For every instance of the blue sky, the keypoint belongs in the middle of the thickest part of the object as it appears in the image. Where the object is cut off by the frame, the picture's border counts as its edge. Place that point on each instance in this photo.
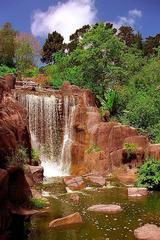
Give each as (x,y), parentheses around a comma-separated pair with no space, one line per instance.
(144,15)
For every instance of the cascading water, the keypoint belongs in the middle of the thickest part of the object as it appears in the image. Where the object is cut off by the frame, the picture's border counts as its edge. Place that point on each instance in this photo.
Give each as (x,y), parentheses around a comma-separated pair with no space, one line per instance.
(50,123)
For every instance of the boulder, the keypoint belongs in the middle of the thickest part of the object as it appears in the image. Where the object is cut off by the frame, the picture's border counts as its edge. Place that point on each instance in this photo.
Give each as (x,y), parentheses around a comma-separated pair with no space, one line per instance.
(13,125)
(37,173)
(74,198)
(74,183)
(23,211)
(139,141)
(95,180)
(137,192)
(97,162)
(118,134)
(19,193)
(10,80)
(110,208)
(4,213)
(154,151)
(147,232)
(70,220)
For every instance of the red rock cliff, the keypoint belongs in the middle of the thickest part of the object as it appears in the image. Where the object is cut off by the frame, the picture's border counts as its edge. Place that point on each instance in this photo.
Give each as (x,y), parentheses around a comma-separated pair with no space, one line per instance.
(13,122)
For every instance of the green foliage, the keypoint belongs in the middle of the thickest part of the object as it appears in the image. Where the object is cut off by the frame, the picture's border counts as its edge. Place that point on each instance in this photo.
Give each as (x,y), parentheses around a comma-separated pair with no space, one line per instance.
(139,101)
(53,44)
(38,203)
(23,57)
(108,102)
(19,157)
(149,175)
(7,45)
(5,70)
(130,149)
(32,72)
(93,148)
(35,155)
(96,63)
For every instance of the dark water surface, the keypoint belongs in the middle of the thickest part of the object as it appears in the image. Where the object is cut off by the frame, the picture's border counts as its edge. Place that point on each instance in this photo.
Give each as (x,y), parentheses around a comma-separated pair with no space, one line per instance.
(136,212)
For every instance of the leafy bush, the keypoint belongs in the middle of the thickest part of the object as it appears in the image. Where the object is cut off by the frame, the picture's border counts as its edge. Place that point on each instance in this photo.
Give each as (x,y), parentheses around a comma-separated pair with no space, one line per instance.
(19,157)
(108,102)
(130,149)
(32,72)
(4,70)
(93,148)
(149,175)
(141,111)
(35,155)
(38,203)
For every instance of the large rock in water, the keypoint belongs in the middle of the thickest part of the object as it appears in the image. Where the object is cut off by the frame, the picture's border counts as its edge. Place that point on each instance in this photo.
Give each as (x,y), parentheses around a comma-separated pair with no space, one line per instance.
(110,208)
(70,220)
(15,196)
(147,232)
(74,183)
(13,124)
(137,192)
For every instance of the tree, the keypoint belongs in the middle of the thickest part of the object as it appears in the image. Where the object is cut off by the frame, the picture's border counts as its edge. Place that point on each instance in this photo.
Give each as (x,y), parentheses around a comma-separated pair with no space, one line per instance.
(127,34)
(7,44)
(27,52)
(76,37)
(96,63)
(151,44)
(53,44)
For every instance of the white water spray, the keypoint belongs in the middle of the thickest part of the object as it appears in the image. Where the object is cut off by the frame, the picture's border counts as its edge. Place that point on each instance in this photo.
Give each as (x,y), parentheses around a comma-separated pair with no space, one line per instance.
(51,123)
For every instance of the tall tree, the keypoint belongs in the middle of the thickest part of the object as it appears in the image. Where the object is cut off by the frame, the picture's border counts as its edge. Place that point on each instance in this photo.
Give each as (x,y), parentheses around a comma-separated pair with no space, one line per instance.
(53,44)
(126,33)
(7,44)
(76,37)
(27,52)
(151,44)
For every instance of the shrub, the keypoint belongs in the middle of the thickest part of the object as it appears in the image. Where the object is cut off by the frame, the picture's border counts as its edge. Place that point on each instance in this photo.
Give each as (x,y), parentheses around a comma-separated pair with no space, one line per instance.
(38,203)
(130,149)
(35,155)
(19,157)
(149,175)
(32,72)
(108,102)
(93,148)
(4,70)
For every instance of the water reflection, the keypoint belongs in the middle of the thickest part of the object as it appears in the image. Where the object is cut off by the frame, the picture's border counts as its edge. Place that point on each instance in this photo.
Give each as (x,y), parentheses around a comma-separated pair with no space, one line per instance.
(136,212)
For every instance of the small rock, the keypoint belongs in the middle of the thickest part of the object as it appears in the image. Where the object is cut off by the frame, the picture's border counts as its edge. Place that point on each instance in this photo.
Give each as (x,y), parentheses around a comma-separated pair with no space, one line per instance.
(37,173)
(110,208)
(69,220)
(147,232)
(137,192)
(23,211)
(75,198)
(74,183)
(96,180)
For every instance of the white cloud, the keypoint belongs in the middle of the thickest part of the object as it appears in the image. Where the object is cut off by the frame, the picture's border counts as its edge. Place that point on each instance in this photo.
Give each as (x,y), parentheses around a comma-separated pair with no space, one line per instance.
(130,20)
(65,18)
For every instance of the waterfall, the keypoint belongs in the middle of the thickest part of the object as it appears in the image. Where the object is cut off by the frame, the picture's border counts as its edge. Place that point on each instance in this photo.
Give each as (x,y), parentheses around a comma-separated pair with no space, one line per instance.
(51,123)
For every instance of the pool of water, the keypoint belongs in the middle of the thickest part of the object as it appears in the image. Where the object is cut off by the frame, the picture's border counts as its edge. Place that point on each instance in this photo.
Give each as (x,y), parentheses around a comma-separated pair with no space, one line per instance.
(97,226)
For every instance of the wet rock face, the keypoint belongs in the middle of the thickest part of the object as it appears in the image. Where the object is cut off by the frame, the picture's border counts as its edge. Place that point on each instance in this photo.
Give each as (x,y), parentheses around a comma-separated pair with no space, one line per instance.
(14,194)
(74,183)
(110,208)
(147,232)
(137,192)
(67,221)
(13,123)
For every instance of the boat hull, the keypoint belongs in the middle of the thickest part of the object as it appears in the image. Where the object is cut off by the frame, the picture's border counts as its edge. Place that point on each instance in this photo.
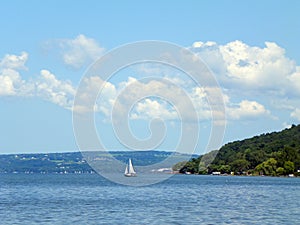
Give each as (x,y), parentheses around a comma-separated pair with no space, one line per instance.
(130,175)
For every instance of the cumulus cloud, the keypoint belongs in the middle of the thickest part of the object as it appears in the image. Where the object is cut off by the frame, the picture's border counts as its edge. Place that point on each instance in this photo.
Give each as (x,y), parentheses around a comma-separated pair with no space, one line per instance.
(59,92)
(11,82)
(16,62)
(247,110)
(296,114)
(239,68)
(77,52)
(255,69)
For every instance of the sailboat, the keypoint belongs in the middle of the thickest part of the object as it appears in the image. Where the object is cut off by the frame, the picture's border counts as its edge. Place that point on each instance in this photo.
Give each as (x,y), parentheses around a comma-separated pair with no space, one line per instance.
(129,170)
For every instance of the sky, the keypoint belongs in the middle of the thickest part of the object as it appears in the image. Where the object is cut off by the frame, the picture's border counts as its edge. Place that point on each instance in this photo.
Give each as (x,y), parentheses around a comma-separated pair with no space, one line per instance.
(250,47)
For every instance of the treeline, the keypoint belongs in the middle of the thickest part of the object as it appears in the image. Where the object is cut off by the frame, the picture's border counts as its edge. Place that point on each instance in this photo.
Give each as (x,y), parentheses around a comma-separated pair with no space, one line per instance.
(271,154)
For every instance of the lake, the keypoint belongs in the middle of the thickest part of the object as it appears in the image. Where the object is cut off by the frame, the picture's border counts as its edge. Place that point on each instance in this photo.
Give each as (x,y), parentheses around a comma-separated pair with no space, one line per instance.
(181,199)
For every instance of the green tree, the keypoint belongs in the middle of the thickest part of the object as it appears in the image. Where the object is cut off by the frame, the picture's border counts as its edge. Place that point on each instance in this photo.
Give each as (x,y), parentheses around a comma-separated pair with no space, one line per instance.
(289,167)
(239,165)
(280,171)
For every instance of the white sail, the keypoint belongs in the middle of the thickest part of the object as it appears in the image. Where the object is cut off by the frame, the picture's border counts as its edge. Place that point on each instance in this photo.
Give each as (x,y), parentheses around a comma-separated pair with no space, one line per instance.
(129,170)
(126,170)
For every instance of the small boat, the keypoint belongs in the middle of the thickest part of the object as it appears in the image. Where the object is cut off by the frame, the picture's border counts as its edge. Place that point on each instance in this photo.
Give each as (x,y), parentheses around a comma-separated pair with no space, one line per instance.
(129,170)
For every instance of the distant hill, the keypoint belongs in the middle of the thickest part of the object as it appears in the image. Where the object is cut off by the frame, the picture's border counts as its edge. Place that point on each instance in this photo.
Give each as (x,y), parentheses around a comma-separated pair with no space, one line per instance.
(276,153)
(74,162)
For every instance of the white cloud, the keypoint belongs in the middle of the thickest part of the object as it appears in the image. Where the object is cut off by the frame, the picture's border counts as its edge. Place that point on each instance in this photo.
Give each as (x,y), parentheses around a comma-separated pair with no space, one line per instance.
(11,82)
(79,51)
(247,110)
(296,114)
(59,92)
(239,66)
(16,62)
(150,109)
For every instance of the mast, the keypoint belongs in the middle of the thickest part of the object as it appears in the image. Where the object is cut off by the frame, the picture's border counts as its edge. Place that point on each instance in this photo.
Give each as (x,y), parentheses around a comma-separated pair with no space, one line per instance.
(126,170)
(131,169)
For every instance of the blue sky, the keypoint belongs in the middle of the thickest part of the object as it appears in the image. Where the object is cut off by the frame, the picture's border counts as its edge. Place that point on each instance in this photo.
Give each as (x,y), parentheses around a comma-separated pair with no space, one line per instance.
(251,46)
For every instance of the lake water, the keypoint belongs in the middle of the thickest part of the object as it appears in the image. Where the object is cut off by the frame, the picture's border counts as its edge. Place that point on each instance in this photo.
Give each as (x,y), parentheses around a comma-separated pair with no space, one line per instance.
(182,199)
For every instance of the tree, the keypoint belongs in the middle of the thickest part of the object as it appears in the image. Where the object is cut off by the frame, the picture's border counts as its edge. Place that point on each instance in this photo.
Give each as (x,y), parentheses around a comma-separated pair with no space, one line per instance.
(280,171)
(289,167)
(239,165)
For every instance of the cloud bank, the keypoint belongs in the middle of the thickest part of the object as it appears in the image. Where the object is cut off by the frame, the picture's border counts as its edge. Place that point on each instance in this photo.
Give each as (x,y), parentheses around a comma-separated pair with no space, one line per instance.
(246,74)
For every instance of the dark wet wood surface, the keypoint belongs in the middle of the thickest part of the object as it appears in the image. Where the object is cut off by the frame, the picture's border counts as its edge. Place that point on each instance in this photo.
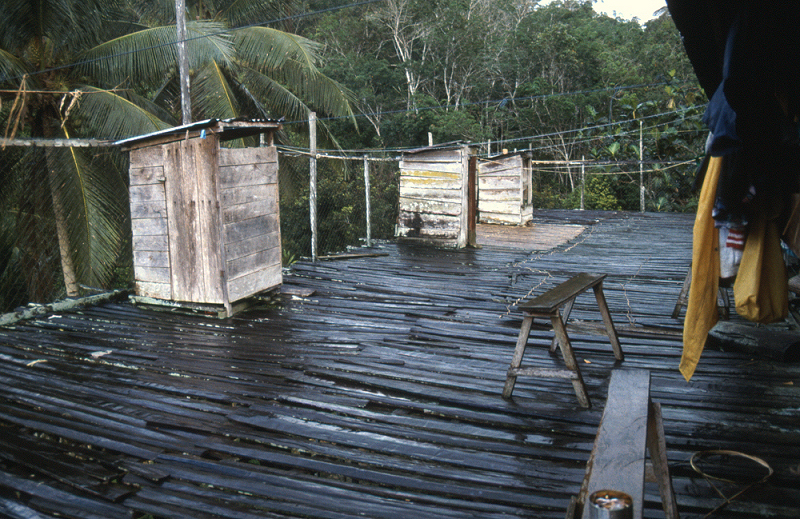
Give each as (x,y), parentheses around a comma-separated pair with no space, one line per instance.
(372,388)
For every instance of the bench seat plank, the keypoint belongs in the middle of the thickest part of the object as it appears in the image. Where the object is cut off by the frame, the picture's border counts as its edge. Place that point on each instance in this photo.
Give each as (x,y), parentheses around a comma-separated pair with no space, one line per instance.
(551,300)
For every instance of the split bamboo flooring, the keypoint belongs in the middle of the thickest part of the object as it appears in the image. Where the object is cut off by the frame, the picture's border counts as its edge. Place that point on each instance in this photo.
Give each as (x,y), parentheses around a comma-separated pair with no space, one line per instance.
(372,388)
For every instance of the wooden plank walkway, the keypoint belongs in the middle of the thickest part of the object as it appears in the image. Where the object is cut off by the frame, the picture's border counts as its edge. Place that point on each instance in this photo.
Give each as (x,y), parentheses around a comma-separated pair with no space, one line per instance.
(379,394)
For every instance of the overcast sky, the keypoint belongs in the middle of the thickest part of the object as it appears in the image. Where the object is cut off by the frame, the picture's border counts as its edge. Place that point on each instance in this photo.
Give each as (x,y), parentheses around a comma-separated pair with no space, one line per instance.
(627,9)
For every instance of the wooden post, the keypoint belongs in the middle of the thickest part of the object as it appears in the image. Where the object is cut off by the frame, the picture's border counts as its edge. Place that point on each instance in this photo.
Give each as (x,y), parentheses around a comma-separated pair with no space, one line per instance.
(641,170)
(312,131)
(583,179)
(366,195)
(183,61)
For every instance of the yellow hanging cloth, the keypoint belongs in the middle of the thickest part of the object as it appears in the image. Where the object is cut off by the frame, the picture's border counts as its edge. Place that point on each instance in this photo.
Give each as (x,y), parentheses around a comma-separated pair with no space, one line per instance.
(761,288)
(701,309)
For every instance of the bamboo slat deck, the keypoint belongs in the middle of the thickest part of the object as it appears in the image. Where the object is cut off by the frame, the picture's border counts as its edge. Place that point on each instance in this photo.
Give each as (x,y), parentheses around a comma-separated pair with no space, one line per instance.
(372,388)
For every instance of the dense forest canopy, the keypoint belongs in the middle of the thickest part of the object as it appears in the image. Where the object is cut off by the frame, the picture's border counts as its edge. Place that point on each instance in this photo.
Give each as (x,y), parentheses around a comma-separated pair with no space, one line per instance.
(561,78)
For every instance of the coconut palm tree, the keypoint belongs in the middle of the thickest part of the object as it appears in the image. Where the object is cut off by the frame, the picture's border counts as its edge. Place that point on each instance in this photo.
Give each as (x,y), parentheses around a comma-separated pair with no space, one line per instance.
(107,69)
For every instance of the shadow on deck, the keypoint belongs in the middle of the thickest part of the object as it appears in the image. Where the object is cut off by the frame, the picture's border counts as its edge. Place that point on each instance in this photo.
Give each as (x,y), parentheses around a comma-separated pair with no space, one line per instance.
(378,392)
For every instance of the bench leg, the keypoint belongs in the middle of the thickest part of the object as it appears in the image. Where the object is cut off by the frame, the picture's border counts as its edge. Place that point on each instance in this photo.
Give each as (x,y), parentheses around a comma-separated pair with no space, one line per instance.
(657,445)
(519,351)
(569,359)
(565,318)
(612,332)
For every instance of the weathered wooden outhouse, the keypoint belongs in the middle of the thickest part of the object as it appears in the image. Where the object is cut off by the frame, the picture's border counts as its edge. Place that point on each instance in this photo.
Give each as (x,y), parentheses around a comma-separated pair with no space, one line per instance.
(505,193)
(438,200)
(205,218)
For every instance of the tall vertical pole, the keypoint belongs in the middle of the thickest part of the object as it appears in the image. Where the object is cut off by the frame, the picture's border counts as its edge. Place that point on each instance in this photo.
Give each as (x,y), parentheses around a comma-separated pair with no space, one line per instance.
(312,134)
(183,61)
(366,195)
(641,170)
(583,178)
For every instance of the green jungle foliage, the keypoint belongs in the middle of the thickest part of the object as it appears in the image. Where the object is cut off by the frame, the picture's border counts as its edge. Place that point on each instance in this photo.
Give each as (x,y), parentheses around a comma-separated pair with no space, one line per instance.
(558,80)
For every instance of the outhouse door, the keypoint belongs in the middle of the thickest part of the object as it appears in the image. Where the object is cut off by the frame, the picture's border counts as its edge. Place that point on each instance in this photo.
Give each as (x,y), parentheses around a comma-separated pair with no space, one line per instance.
(191,185)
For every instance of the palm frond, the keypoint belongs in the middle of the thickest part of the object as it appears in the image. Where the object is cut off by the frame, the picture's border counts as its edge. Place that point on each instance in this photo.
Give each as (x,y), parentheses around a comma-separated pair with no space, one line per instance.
(94,204)
(266,49)
(10,67)
(247,12)
(318,89)
(116,115)
(147,56)
(280,100)
(212,96)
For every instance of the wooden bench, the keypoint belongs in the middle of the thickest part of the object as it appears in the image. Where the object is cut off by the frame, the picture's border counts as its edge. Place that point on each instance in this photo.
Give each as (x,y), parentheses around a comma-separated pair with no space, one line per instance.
(549,305)
(631,425)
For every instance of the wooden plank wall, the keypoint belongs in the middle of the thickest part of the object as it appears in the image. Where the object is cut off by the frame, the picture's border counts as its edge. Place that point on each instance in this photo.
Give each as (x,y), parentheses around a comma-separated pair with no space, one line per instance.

════

**WHAT YOU ARE ASKED TO DO**
All that is needed is the exact run of lines above from the line containing "For every instance of the waterfall, the" through the line containing "For every instance of the boat", both of them included.

**REPLY**
For every instance of the waterfall, the keypoint belongs in the middle of the thickest part of the object as it appears in the image. Where the object is cut off by the frame, the picture's border counts as its edge. Place that point on each instance in this photo.
Give each as (x,y), parentheses around a comma-separated pair with no space, one line per instance.
(51,123)
For every instance of the pool of water, the keypoint belongs in the middle of the thickest part of the object as it appears in the image. Where the object is cut off by the frame, the picture's border counts as its edge. Place that point on each instance in this photo.
Give each as (x,y), parentheses around a comma-separated pair with no space, one line per instance.
(97,226)
For every instance of the wet rock face, the keypoint belongs in the middle of the thickest part of the object as it appears in the image. Where the object is cut off by the frame, the picture's border counts as its edge. Place that point on each instance in this photo.
Give each as (x,y), parentheses around a comma-separated pair with no space, one line per instance.
(14,194)
(74,183)
(110,208)
(147,232)
(137,192)
(67,221)
(13,123)
For every instance of the boat hull, the keypoint belongs in the middle of the thickest part of the object as it appears in the image. Where the object is cut off by the frame, the picture's border counts as its edge. Place that point on each instance in this photo.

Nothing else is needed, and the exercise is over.